# Task material
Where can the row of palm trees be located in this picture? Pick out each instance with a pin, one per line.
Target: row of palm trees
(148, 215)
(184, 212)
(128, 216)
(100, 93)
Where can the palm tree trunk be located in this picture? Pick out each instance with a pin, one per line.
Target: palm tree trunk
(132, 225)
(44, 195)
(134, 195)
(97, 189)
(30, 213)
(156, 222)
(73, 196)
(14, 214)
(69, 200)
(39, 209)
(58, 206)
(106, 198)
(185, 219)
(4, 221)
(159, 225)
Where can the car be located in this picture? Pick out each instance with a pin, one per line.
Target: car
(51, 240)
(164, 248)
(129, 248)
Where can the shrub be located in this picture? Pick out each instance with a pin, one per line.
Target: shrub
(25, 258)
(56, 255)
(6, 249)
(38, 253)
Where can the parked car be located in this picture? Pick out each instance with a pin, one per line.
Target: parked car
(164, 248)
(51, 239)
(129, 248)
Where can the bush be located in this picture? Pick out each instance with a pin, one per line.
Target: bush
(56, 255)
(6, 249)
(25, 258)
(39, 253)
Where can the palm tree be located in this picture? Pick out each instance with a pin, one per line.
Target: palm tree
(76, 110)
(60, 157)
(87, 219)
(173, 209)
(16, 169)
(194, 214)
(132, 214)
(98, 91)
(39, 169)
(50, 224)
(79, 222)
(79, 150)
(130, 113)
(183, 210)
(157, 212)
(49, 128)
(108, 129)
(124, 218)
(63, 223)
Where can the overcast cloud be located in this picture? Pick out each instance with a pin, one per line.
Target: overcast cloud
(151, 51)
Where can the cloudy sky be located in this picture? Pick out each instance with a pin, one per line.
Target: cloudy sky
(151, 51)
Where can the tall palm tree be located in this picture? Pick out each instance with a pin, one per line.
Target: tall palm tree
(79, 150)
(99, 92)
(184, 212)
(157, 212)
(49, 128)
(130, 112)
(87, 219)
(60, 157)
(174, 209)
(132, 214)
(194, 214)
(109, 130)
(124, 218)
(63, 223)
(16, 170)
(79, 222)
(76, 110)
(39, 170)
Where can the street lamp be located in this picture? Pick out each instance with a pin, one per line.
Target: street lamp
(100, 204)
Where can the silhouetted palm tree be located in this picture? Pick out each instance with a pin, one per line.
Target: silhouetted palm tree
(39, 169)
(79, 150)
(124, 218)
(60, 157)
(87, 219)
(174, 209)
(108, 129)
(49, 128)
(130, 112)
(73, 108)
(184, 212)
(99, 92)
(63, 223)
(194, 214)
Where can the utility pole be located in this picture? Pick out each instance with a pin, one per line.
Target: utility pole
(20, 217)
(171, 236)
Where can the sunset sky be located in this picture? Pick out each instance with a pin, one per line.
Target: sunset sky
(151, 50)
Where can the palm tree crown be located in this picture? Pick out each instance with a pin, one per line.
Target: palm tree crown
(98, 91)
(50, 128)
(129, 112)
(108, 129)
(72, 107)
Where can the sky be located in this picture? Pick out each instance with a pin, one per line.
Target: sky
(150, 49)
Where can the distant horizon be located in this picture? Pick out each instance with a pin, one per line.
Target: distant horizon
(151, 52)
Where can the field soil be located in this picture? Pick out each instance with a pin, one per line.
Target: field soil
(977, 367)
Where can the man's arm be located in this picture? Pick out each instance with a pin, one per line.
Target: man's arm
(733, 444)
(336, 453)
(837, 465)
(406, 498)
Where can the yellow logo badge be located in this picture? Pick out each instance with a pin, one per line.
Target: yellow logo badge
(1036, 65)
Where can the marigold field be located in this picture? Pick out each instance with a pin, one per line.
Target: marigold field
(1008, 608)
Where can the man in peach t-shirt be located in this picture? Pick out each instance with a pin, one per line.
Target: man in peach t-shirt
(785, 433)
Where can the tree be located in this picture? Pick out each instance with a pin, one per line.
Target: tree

# About this task
From the listing above, return the lines starting at the one with "Where can the cloudy" and ending at the one with "Where can the silhouetted", both kept, exactly as they appear and nothing more.

# Task solution
Where can the cloudy sky be located in this picture? Pick out each instance with a pin, one per line.
Target: cloudy sky
(151, 51)
Where can the tall palm tree be located in this picture? Pick out each instance with a pin, one per line.
Target: tall palm tree
(79, 150)
(99, 92)
(184, 212)
(157, 212)
(49, 128)
(130, 112)
(87, 219)
(60, 157)
(174, 209)
(132, 214)
(194, 214)
(109, 130)
(124, 218)
(63, 223)
(16, 170)
(79, 222)
(76, 110)
(39, 170)
Where can the street lamp be located in this picture? Pick out each instance with a pin, one per line.
Target: street lamp
(100, 204)
Where can the silhouetted palm tree be located in this picture? Pick out each instance with a pin, one per line.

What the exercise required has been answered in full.